> **TEXT EXTRACT**
%%
Severe testing considers alternative hypotheses but is not a comparative account–there’s a big difference!
A comparative account of evidence merely reports that one hypothesis (model or claim) is favored over another in some sense: It might be said to be more likely, better supported, fit the data better or the like. Comparative accounts do not test, provide evidence for, or falsify hypotheses. They are limited to claiming one fits data better than another in some sense — even though they do not exhaust the possibilities, and even though both might be quite lousy. The better of two poorly warranted hypothesis is still a poorly warranted hypothesis.(See Mayo 2018, Mayo and Spanos 2011).
The classic example of a comparative account is based on the likelihood ratio of the hypothesis H1 over H0 compares the probability (or density) of x under H1 – which we may write as Pr(x;H1) — to the probability of x under H0, Pr(x;H0).
The likelihood ratio is Pr(x;H1)/Pr(x;H0).
With likelihoods, the data x are fixed while the hypotheses vary. Given the data x, it easy to find a hypothesis H1 that perfectly agrees with the data so that H1 is a better fit to the data than is hypothesis H0. However, as statistician George Barnard puts it, “there always is such a rival hypothesis viz., that things just had to turn out the way they actually did” (Barnard 1972, 129). So the probability of finding some better fitting alternative or other is high (if not guaranteed) even when H0 correctly describes the data generation.
%%
> **MATERIALS PROVIDED**
%%
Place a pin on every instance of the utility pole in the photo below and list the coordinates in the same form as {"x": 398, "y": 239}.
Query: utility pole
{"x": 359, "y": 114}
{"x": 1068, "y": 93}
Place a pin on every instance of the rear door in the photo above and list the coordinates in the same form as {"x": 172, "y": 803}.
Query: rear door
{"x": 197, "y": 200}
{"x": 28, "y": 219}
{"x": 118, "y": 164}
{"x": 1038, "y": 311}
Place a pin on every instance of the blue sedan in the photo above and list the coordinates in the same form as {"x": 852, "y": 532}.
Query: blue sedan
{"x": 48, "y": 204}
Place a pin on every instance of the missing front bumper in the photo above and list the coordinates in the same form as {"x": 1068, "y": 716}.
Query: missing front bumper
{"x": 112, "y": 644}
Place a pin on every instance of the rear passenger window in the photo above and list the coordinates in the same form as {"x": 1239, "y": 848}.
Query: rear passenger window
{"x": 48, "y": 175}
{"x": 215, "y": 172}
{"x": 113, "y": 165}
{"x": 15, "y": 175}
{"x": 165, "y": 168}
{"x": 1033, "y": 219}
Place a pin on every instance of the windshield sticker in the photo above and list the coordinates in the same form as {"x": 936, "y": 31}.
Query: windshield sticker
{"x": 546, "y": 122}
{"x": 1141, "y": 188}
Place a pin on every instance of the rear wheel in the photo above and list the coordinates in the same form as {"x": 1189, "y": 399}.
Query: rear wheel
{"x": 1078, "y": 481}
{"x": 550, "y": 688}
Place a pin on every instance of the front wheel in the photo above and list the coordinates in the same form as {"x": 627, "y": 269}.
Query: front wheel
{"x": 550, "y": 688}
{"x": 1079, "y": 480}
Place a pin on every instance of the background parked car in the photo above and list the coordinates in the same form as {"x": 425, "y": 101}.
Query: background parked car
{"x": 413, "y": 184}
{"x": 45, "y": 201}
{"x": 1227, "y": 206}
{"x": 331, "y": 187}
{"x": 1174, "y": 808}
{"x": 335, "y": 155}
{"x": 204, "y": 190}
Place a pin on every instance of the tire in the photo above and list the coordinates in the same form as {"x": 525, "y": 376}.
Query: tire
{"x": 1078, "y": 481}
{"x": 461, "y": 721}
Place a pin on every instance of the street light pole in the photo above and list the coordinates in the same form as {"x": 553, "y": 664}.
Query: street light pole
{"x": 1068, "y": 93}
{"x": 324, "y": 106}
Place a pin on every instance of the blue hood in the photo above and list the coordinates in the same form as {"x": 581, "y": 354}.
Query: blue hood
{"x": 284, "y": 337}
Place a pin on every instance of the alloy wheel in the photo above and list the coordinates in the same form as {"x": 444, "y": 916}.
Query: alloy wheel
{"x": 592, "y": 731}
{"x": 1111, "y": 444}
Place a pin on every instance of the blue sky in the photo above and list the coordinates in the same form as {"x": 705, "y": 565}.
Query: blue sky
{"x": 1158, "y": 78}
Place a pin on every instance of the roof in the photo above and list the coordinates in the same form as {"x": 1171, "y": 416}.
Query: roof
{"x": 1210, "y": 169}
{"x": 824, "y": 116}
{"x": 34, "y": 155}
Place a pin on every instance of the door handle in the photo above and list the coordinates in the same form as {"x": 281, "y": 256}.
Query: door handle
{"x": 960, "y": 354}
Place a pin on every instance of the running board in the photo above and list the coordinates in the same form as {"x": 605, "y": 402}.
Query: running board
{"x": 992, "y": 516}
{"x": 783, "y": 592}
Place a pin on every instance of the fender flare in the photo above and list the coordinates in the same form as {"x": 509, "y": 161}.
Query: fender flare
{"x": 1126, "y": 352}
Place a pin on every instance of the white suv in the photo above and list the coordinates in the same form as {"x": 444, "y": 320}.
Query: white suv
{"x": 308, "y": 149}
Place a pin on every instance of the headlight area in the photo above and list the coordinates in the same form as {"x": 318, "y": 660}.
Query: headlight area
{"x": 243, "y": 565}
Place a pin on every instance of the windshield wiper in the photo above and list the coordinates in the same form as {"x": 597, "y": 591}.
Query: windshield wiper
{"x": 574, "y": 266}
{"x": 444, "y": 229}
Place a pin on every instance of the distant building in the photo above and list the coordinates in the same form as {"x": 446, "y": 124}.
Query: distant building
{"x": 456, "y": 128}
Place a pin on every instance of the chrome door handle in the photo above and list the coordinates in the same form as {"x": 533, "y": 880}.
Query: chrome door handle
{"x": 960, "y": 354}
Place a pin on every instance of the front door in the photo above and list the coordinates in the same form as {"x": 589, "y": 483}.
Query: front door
%%
> **SET EXERCISE A**
Answer these questions from the passage on comparative accounts of evidence:
(i) How is the likelihood ratio written?
(ii) Which three things does the passage say comparative accounts do not do for hypotheses?
(iii) With likelihoods, which stays fixed and which varies?
> **SET EXERCISE B**
Put the lines of the records into a numbered list, from the line with "Place a pin on every instance of the fender" up to and including the last line of the records. Leave out blank lines.
The passage on comparative accounts of evidence has no connection to the records.

> **FINAL RESULT A**
(i) Pr(x;H1)/Pr(x;H0)
(ii) They do not test hypotheses, provide evidence for them, or falsify them.
(iii) The data x stay fixed, and the hypotheses vary.

> **FINAL RESULT B**
1. Place a pin on every instance of the fender flare in the photo above and list the coordinates in the same form as {"x": 509, "y": 161}.
2. Query: fender flare
3. {"x": 1126, "y": 352}
4. Place a pin on every instance of the white suv in the photo above and list the coordinates in the same form as {"x": 444, "y": 320}.
5. Query: white suv
6. {"x": 308, "y": 149}
7. Place a pin on every instance of the headlight area in the photo above and list the coordinates in the same form as {"x": 318, "y": 660}.
8. Query: headlight area
9. {"x": 243, "y": 565}
10. Place a pin on every instance of the windshield wiper in the photo above and list the coordinates in the same form as {"x": 597, "y": 591}.
11. Query: windshield wiper
12. {"x": 574, "y": 266}
13. {"x": 444, "y": 229}
14. Place a pin on every instance of the distant building in the photo above and list the coordinates in the same form as {"x": 446, "y": 124}.
15. Query: distant building
16. {"x": 456, "y": 128}
17. Place a pin on every instance of the chrome door handle in the photo above and list the coordinates in the same form as {"x": 533, "y": 880}.
18. Query: chrome door handle
19. {"x": 960, "y": 354}
20. Place a pin on every instance of the front door in the photo above and list the coordinates in the same form as {"x": 589, "y": 483}.
21. Query: front door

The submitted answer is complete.